• [Data excerpts]:
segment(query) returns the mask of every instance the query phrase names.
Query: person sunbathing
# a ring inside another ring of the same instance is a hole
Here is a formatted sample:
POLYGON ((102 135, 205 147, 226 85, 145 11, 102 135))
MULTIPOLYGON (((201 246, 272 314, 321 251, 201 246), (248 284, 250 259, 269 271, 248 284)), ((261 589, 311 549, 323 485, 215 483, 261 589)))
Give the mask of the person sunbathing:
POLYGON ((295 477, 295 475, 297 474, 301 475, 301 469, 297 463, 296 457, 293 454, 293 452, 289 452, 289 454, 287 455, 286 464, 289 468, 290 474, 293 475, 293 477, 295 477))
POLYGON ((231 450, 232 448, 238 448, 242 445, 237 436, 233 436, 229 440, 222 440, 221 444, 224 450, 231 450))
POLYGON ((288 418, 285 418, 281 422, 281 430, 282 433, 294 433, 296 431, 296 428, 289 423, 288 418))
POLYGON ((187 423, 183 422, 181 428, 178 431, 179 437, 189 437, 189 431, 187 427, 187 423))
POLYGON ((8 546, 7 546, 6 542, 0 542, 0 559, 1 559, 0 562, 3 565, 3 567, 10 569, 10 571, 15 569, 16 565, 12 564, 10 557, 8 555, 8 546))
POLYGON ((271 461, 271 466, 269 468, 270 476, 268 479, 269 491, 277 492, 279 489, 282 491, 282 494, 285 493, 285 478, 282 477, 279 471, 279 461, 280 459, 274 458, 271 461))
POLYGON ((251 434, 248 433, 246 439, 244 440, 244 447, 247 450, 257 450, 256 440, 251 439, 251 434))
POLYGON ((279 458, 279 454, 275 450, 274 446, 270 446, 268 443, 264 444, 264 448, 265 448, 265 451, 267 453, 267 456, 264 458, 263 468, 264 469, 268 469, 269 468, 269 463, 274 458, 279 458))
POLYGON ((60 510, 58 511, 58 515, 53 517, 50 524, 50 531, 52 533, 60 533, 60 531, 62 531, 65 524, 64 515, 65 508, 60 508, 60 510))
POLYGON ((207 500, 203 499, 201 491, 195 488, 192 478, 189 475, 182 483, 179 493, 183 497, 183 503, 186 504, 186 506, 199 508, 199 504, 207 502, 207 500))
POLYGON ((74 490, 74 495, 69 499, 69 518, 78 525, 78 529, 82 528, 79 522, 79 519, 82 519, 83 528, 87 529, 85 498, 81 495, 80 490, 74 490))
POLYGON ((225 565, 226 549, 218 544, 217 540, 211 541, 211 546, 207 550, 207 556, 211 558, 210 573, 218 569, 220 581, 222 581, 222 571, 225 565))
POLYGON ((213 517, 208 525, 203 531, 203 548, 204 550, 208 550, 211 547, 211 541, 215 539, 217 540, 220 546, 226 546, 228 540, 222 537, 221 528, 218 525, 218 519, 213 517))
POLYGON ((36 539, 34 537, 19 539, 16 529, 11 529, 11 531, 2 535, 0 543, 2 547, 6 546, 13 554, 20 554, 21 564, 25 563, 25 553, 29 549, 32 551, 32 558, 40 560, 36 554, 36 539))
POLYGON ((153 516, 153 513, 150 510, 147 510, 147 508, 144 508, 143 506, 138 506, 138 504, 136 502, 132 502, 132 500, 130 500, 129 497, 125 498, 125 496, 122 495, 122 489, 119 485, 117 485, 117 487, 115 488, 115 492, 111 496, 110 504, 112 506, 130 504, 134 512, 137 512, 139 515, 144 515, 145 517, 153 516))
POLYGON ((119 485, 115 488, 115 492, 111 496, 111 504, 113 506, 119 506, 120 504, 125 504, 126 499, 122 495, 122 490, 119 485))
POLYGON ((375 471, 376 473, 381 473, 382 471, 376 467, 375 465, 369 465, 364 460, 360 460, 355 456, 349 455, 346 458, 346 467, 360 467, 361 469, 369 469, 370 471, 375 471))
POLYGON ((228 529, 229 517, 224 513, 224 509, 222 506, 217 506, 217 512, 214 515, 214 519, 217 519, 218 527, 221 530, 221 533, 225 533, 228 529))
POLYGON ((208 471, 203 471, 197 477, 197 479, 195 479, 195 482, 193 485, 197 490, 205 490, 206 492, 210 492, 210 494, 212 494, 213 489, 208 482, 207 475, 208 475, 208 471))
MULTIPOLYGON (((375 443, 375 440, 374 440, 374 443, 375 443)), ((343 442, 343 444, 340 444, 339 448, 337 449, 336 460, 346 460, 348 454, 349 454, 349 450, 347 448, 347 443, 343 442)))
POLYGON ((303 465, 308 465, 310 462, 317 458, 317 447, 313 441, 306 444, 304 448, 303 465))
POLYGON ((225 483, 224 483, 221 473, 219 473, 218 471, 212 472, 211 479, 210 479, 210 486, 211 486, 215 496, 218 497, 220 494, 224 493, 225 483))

• [Work item]:
Within the listing above, copy each line that has the string "person".

• [Exercise response]:
Query: person sunbathing
Give the mask of the person sunbathing:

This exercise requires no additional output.